(Records from a data source)
────────────────────────────────────────
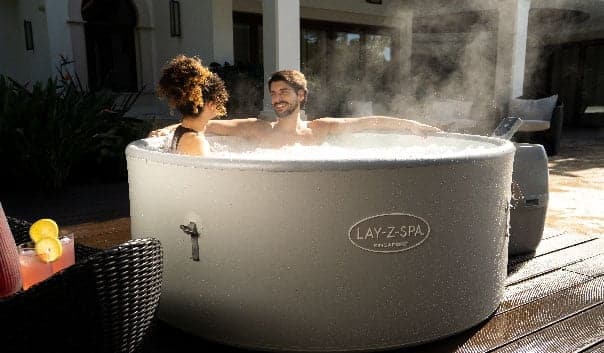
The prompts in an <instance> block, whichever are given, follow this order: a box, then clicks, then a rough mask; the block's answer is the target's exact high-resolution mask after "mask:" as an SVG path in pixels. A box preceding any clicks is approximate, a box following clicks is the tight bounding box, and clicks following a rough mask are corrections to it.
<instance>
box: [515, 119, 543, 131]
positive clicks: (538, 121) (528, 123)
mask: <svg viewBox="0 0 604 353" xmlns="http://www.w3.org/2000/svg"><path fill="white" fill-rule="evenodd" d="M549 127H550V123H549V121H544V120H522V125H520V128H519V129H518V131H524V132H531V131H544V130H547V129H549Z"/></svg>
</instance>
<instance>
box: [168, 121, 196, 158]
mask: <svg viewBox="0 0 604 353" xmlns="http://www.w3.org/2000/svg"><path fill="white" fill-rule="evenodd" d="M187 132H194V133H197V130H193V129H189V128H188V127H184V126H182V125H178V127H177V128H176V130H174V135H173V136H172V143H171V144H170V151H171V152H176V149H177V148H178V143H179V142H180V138H181V137H182V135H184V134H185V133H187Z"/></svg>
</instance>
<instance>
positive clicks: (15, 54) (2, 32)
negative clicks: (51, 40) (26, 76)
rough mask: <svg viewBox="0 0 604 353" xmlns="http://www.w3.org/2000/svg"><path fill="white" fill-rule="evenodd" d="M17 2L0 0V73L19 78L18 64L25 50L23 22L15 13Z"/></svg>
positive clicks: (12, 76)
mask: <svg viewBox="0 0 604 353" xmlns="http://www.w3.org/2000/svg"><path fill="white" fill-rule="evenodd" d="M17 3H18V0H6V1H0V48H2V51H0V74H1V75H7V76H9V77H13V78H17V79H19V80H21V79H22V78H21V77H20V74H18V67H19V65H18V64H19V62H20V61H21V59H20V57H21V55H22V52H23V51H25V39H24V38H23V22H19V19H18V15H17V14H18V5H17ZM19 29H21V32H19Z"/></svg>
────────────────────────────────────────
• [REQUIREMENT] Copy every line above word for word and exclude the pictures.

• [WRITTEN RESPONSE]
The prompts in an <instance> block, whichever are given, follow this order: a box, then clicks, then a rough mask; the block's answer is the target's exact high-resolution mask after "mask:" as an SVG path in pixels. A box preceding any clicks is approximate, a box following clicks is the tight bounding box, and clicks following a rough mask are corrections to it.
<instance>
box: [515, 119, 543, 131]
positive clicks: (538, 121) (528, 123)
mask: <svg viewBox="0 0 604 353" xmlns="http://www.w3.org/2000/svg"><path fill="white" fill-rule="evenodd" d="M549 127H550V123H549V121H544V120H522V125H520V128H519V129H518V131H524V132H531V131H544V130H547V129H549Z"/></svg>
</instance>
<instance>
box: [168, 121, 196, 158]
mask: <svg viewBox="0 0 604 353" xmlns="http://www.w3.org/2000/svg"><path fill="white" fill-rule="evenodd" d="M187 132H194V133H197V130H193V129H189V128H188V127H184V126H182V125H178V127H177V128H176V130H174V135H173V136H172V143H171V144H170V151H171V152H176V149H177V148H178V143H179V142H180V138H181V137H182V135H184V134H185V133H187Z"/></svg>
</instance>
<instance>
positive clicks: (15, 54) (2, 32)
negative clicks: (51, 40) (26, 76)
rough mask: <svg viewBox="0 0 604 353" xmlns="http://www.w3.org/2000/svg"><path fill="white" fill-rule="evenodd" d="M17 2L0 0V73L19 78L18 64L25 50L23 22L15 13Z"/></svg>
positive clicks: (12, 76)
mask: <svg viewBox="0 0 604 353" xmlns="http://www.w3.org/2000/svg"><path fill="white" fill-rule="evenodd" d="M17 3H18V0H6V1H0V48H2V51H0V74H1V75H7V76H9V77H13V78H17V79H19V80H21V79H22V78H21V77H20V74H18V67H19V65H18V64H19V62H20V61H21V59H20V57H21V55H22V52H23V51H25V39H24V38H23V22H19V19H18V15H17V14H18V5H17ZM19 29H21V32H19Z"/></svg>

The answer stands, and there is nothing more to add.